Data provided:
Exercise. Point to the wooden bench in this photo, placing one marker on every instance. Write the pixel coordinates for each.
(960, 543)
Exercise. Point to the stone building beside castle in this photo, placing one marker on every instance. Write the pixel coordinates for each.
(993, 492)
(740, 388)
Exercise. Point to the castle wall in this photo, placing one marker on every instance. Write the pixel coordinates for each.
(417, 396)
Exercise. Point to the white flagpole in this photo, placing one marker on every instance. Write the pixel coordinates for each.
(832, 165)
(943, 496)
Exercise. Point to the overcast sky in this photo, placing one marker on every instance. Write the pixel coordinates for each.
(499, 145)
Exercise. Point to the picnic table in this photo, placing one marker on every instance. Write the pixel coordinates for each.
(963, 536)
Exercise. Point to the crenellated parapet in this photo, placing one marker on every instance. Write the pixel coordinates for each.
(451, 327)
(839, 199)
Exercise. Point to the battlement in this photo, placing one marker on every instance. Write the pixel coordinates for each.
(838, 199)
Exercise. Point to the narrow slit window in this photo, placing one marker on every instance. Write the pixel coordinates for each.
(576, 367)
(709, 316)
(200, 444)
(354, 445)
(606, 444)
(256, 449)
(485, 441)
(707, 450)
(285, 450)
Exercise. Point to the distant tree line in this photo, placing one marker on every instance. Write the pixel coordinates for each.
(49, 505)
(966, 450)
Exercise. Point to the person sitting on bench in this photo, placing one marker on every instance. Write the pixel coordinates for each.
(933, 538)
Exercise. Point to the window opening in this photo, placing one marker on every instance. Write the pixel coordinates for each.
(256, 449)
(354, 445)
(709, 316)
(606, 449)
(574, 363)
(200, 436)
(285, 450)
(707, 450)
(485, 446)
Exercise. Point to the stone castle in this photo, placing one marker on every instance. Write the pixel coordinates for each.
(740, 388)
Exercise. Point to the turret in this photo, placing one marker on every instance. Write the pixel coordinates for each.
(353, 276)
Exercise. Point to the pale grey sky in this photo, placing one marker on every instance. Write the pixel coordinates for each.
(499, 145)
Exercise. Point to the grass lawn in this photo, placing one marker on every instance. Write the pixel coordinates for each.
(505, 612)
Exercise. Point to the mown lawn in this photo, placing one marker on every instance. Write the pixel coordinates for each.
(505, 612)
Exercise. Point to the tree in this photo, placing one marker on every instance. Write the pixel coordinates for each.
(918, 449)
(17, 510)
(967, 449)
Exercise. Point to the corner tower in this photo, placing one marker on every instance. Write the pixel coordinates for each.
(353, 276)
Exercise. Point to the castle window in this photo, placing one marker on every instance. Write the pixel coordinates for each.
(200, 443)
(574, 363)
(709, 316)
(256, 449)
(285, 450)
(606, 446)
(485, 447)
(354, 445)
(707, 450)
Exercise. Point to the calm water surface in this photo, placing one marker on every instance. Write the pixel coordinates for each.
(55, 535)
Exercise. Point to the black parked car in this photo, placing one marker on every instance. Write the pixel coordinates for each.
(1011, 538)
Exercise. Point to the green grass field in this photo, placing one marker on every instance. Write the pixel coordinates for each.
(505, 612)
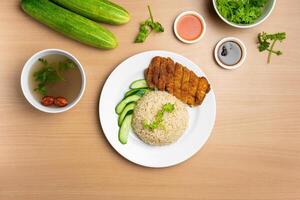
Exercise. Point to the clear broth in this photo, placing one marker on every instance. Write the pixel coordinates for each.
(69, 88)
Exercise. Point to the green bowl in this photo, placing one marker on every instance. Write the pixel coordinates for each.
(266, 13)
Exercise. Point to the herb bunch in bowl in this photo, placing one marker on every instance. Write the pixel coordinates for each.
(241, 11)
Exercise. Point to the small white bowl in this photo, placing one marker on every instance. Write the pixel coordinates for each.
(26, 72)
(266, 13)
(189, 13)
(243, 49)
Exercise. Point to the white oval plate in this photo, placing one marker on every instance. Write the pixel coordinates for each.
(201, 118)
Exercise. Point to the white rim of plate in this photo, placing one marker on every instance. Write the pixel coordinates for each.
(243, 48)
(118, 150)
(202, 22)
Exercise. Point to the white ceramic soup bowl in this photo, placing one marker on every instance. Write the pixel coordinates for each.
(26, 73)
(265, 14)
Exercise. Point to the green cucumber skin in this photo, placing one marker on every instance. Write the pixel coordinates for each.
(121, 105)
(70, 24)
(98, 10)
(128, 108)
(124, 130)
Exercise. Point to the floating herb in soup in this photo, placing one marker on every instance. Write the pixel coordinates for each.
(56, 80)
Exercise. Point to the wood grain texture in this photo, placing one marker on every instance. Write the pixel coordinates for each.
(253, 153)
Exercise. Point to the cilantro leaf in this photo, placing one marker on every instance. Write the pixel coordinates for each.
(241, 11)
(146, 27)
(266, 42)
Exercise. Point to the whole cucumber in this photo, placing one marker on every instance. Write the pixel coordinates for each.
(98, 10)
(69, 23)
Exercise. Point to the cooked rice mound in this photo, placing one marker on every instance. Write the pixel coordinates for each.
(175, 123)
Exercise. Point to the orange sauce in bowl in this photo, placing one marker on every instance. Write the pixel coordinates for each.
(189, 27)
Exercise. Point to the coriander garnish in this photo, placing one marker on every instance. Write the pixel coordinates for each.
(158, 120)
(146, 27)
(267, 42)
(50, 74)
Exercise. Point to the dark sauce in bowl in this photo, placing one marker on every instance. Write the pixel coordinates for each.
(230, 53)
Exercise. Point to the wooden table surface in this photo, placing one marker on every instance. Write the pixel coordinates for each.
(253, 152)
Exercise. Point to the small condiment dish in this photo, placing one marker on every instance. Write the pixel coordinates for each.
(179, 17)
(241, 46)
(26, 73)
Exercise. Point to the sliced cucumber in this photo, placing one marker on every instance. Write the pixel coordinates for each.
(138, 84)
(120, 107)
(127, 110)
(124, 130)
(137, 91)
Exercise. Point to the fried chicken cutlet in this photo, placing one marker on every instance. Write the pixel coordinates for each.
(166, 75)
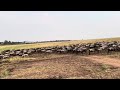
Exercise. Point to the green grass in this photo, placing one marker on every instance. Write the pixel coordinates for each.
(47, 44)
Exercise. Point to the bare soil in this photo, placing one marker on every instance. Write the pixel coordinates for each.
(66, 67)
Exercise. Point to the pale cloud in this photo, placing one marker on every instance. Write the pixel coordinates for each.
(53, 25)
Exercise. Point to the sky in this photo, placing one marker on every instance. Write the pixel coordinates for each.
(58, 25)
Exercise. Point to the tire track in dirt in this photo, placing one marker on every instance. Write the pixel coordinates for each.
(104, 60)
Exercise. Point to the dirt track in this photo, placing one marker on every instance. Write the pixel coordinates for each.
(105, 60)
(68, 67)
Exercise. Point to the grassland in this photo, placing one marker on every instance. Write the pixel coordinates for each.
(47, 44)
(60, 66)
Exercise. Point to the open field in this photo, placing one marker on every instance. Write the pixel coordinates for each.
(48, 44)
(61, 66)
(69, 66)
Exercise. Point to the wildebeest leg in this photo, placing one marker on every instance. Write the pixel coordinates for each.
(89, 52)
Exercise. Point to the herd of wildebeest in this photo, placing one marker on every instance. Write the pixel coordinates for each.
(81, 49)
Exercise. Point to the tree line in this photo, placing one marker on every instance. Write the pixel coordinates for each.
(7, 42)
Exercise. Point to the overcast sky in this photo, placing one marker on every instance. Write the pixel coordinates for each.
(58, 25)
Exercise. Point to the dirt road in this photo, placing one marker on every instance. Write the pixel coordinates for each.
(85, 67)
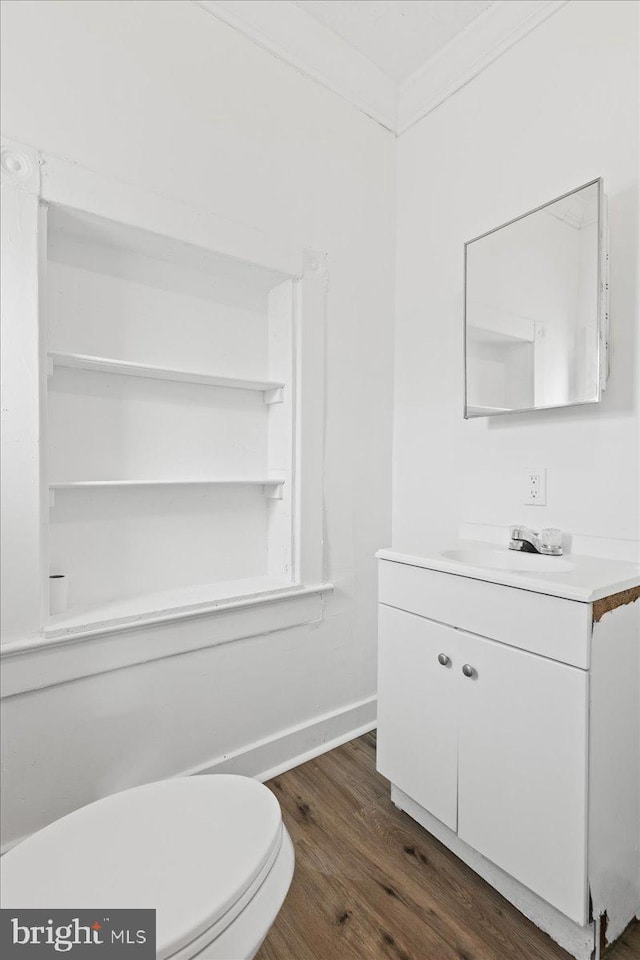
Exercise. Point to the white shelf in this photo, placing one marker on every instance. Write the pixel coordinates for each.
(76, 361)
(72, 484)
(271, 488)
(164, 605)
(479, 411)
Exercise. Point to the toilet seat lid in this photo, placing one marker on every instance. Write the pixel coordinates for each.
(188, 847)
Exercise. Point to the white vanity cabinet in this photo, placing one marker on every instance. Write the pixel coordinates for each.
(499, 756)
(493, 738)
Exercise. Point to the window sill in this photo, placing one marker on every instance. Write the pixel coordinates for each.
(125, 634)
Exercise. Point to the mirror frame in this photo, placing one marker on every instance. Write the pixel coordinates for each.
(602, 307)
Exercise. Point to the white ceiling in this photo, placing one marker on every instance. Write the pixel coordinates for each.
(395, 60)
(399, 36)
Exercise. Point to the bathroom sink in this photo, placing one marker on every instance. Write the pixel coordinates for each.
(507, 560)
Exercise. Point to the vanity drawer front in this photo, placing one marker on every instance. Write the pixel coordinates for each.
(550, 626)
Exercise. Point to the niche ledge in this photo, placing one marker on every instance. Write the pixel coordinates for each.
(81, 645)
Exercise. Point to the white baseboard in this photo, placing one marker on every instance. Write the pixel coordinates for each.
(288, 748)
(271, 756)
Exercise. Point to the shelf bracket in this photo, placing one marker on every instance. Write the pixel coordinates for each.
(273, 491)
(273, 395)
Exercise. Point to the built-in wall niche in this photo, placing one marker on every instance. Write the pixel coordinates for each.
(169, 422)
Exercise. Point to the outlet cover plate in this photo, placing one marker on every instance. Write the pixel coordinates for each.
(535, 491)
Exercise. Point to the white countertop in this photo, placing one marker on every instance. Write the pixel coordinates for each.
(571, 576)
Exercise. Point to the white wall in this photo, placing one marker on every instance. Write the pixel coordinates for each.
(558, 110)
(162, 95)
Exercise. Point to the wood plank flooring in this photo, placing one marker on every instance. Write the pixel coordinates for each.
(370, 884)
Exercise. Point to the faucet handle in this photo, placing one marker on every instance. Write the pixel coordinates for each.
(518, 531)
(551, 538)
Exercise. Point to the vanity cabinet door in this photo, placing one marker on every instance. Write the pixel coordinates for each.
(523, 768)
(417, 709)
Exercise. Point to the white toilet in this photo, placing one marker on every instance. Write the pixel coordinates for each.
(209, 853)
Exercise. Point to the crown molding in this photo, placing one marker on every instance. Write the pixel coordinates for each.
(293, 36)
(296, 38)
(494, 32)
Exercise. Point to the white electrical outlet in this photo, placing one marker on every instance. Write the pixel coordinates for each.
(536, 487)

==

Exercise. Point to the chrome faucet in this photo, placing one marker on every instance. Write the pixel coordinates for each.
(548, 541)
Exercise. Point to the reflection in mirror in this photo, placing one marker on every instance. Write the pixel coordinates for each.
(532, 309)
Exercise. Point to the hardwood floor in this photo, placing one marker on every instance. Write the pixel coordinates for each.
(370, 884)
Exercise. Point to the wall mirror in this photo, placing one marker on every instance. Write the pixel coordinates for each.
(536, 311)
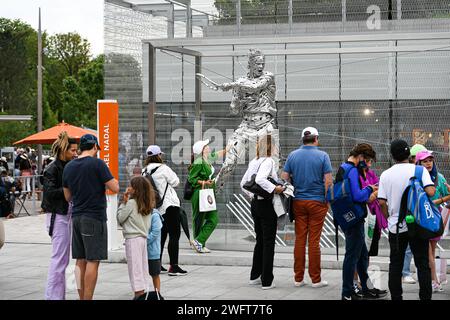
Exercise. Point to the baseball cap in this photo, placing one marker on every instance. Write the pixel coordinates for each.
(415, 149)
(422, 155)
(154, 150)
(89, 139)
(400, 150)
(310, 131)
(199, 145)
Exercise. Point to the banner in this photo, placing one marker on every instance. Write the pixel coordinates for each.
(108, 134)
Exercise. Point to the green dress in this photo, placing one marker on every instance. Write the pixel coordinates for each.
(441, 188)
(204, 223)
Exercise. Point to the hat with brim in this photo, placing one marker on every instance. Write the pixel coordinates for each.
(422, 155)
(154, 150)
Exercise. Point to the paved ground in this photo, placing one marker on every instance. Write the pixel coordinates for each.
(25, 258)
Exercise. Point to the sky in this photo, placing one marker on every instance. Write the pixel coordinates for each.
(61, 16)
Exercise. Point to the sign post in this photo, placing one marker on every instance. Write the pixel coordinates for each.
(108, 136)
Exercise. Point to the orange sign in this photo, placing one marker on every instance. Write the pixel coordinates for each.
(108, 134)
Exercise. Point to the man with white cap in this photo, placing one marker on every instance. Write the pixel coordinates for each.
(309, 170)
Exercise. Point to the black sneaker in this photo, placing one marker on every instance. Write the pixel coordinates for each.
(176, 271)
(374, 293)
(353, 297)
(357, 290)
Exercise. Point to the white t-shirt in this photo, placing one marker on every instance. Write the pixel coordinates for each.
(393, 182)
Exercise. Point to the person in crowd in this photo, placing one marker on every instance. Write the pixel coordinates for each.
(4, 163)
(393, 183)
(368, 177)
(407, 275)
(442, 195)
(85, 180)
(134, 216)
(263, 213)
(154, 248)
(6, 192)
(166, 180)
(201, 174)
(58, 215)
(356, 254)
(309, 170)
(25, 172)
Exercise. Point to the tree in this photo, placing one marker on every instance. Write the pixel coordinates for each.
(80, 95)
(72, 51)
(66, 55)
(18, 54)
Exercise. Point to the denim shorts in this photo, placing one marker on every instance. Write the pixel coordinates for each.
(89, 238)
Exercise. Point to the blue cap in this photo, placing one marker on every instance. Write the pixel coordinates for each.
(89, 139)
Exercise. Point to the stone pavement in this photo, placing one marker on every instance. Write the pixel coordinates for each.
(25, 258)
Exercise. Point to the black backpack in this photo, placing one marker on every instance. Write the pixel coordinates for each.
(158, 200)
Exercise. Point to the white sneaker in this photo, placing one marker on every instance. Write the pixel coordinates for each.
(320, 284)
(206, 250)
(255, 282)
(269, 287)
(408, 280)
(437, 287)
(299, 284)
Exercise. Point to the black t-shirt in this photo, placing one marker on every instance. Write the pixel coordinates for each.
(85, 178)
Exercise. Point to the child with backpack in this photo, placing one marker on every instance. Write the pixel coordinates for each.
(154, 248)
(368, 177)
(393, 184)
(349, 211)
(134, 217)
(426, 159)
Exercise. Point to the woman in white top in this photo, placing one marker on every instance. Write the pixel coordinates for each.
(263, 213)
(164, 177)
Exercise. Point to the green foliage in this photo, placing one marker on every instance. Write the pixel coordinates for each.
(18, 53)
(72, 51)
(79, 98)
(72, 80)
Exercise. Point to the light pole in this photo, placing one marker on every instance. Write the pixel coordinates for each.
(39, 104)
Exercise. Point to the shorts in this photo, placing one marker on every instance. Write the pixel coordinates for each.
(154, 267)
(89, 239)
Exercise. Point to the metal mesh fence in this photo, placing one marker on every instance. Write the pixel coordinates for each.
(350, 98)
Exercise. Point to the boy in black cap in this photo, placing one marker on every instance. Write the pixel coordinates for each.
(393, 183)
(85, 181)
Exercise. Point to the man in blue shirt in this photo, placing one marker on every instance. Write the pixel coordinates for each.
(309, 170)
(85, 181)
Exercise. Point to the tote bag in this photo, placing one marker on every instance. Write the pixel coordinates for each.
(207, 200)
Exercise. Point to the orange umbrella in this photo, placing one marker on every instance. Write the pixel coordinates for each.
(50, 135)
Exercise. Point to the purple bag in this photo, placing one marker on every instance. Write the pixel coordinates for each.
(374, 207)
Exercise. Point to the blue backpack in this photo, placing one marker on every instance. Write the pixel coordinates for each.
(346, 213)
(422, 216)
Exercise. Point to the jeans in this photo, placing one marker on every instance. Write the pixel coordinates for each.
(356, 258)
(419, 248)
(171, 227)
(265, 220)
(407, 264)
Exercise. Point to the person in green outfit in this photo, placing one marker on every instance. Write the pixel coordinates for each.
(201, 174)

* * *

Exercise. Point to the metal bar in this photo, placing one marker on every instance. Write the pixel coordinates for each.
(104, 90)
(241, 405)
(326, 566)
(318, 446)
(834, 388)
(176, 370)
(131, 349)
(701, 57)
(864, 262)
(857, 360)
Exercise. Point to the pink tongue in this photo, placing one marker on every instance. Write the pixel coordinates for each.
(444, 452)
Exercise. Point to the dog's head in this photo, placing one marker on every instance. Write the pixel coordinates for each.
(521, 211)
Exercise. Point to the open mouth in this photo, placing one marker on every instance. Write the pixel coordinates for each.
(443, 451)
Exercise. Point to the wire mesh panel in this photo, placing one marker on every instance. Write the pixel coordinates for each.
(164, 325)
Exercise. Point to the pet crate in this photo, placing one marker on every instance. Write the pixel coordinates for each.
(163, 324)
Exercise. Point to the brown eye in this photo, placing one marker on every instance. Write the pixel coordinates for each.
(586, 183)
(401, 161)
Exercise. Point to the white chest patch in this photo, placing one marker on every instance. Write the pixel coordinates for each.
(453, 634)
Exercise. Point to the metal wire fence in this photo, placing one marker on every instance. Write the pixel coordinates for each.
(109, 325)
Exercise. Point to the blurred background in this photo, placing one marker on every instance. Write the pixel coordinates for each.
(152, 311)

Problem details: Give only the number of lines in the items above that contain the word "pale".

Answer to the exercise: 2